TEXTE FOURNI

Le destin faisant son chemin, m’a amené à visiter la Boite lors de l’exposition : « New Flesh, la sensation du soir est profonde » portant elle-même sur un lieu, le musée de Dar El Hout. Ma réflexion étant guidée par l’envie de questionner les structures des lieux artistiques davantage que leur contenu, la mise en abîme était intéressante.
Le musée océanographique de Salammbô, situé à Carthage également connu sous le nom de « Dar El Hout » est symptomatique d’un lieu figé dans le passé colonial, n’ayant jamais su se renouveler, en raison d’une absence de politique culturelle nationale. En effet, Dar El Hout avait été construit sous la colonisation française en 1924. L’entreprise coloniale est celle de la domination systémique sur le plan militaire, politique, économique, mais aussi culturel. Durant la colonisation, la création d’un certain type de lieu muséal avait pour ambition de servir des fins militaires, dans une logique étant toujours celle de l’exploitation et de la domination. Construire un musée océanographique en bord de mer permettait à la France de développer sa maîtrise de l’océan dans la région afin de mieux l’exploiter.

EXERCICES
**a)** D'après le texte sur Dar El Hout, en quelle année ce musée a-t-il été construit ?
**b)** Recopiez fidèlement, dans le texte sur Dar El Hout, le passage qui va de « Le musée océanographique » jusqu'à « de mieux l’exploiter. ».
Les items ci-dessous n'interviennent pas ici.

DONNÉES
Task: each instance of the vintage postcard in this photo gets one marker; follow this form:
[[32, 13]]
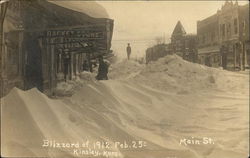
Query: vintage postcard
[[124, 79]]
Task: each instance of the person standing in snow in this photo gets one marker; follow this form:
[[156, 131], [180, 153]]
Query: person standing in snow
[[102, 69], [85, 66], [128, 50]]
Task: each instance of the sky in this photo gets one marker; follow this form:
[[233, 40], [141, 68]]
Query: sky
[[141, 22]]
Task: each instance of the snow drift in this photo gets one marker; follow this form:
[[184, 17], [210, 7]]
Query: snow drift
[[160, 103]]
--
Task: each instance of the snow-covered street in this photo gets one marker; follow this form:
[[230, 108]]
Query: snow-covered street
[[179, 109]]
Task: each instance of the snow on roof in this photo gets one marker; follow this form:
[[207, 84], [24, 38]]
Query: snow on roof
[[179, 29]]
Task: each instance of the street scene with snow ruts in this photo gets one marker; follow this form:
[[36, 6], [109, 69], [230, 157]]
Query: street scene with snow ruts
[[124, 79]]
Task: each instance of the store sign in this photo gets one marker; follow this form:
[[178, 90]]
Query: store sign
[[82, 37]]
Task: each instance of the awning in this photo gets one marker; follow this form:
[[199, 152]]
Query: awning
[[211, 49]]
...
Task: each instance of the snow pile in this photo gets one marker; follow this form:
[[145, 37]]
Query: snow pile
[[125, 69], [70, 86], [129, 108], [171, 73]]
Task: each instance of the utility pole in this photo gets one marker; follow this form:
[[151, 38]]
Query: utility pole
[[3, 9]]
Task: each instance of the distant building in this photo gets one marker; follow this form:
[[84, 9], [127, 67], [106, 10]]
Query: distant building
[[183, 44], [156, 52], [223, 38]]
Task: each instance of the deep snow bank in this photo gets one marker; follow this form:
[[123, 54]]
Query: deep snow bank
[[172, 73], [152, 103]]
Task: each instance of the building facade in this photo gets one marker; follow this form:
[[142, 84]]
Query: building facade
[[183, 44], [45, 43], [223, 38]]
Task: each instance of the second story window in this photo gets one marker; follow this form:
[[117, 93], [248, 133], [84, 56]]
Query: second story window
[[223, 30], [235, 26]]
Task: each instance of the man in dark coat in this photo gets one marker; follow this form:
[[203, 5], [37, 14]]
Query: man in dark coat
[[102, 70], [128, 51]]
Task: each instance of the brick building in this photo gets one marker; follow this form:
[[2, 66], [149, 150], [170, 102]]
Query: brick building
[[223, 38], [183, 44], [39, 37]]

CORRIGÉS PAR EXERCICE
**a)** En 1924, sous la colonisation française.

**b)**
Le musée océanographique de Salammbô, situé à Carthage également connu sous le nom de « Dar El Hout » est symptomatique d’un lieu figé dans le passé colonial, n’ayant jamais su se renouveler, en raison d’une absence de politique culturelle nationale. En effet, Dar El Hout avait été construit sous la colonisation française en 1924. L’entreprise coloniale est celle de la domination systémique sur le plan militaire, politique, économique, mais aussi culturel. Durant la colonisation, la création d’un certain type de lieu muséal avait pour ambition de servir des fins militaires, dans une logique étant toujours celle de l’exploitation et de la domination. Construire un musée océanographique en bord de mer permettait à la France de développer sa maîtrise de l’océan dans la région afin de mieux l’exploiter.